§ **TEXT EXCERPT**:
--- --- ---

What kind of atmosphere is there in Egypt in this election campaign?
I would say that the climate is uncertain, but let us thank the Lord. The atmosphere is heavy for various reasons. First of all there are too many candidates: there are thirteen in all, five of which belong to Islamist parties. Their leaning varies from fundamentalist to more than fundamentalist. That is, from among the Islamist candidates, there is not even one that can be defined as ‘moderate’. It is this that the Christians are afraid of.
And then there are the socialist and liberal candidates, in the ‘capitalist’ sense.
Do you not consider the large number of candidates positively?
I believe that there is too much dispersion and division. 13 candidates are too many. A fair number of candidates is undoubtedly a sign of democracy, but an exaggerated number generates rifts and dispersion, meaning that something has not worked as it should have.
Who are the frontrunners?
The frontrunners are in order, Amr Moussa, former foreign minister of Mubarak’s government and ex-secretary of the Arab League, and general Ahmed Shafiq. The choice is between a politician and a military leader. The majority no longer wants a military leader as president, as it no longer wants a dictatorship. But the votes are divided even with respect to this.
How does the Christian community stand in this context?
Even the Christian community is divided between Amr Moussa and Ahmed Shafiq. Some prefer a military leader, since they consider him the only one capable of really guaranteeing the security of the country. But others are afraid: they fear that the military will bring back a dictatorship and can give the Islamists the opportunity and pretext to use violence. Unfortunately the Orthodox Coptic Church votes only for the military candidate because it considers that only the military can protect them. Besides, it is 1,400 years that the Copts have had this opinion. Instead, in my opinion the Catholic Copts will vote for Amr Moussa.
Because Moussa is considered a laical candidate, a good diplomat, who knows foreign affairs; he knows Europe well, where he has good friends; he knows the Vatican with which he entertains good relations. He has many Catholic friends and is generally well-known to the Christian community. He has always been an opponent of Mubarak’s, even as minister, so much so that Mubarak appointed him as head of the Arab League to get rid of him.

--- --- ---

§ **DATA SECTION**:
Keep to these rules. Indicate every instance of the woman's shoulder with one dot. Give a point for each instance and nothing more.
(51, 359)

--- --- ---

§ **CHALLENGE**:
Write the next part of the interview about the Egyptian election campaign, starting right after its last sentence.

§ **REPLY**:
Are there any indications with regard to the Christian community’s vote ?
Have the two leading candidates, Moussa and Shafiq, broached the subject of religion? Have they used the issue of religion in their electoral campaign?
They are both open to the religious question, but the subject constitutes a priority for most people now. The point is to choose whether to vote for a diplomat or a military leader.
What were the recurring words, the most used during this electoral campaign?
The most used word was ‘stability’, together with ‘we do not want a military leader’. Some even threatened to resort to violence if a military leader or one of Mubarak’s men came to power. And then there is the question of the Copts and the women. Everybody is talking about women’s rights. While on the contrary, as always, the fundamentalists want women to wear a veil and remain confined at home. As usual they want to make them into second class citizens.
And what about the economic question? Does the economic fragility of the country and unemployment not come into the debate?
This problem only comes after the other two and is dealt with above all by the socialist candidates. They are the only ones that speak about poverty, health, economic crisis, unemployment and hardship. They are Nasserite Socialists.
Who is the best candidate for the majority of the population that demonstrated in Piazza Tahrir for freedom, dignity and democracy?
Even the revolutionaries of Piazza Tahrir are divided. Among them are the laical and fundamentalists of the Muslim Brotherhood and the Salafites. The Tahrir protesters do not speak with only one voice. But those who have remained true revolutionaries, who maintain that ‘purity’ of the first true revolutionaries, will vote for the socialist candidates. They think that figures like Sabahi and Khaled Ali are closest to the revolutionary ideas fuelling them, considering them as the true Socialists of Nasser’s time.
According to you, is there anything new in this election? Do you think that a new era is beginning for Egypt?
The first positive aspect of this election is the freedom of expression. There are many candidates, as I was saying, even too many. Egypt is marching towards democracy even if there is always the danger that this process ends up in the wrong hands.
Which are the wrong hands?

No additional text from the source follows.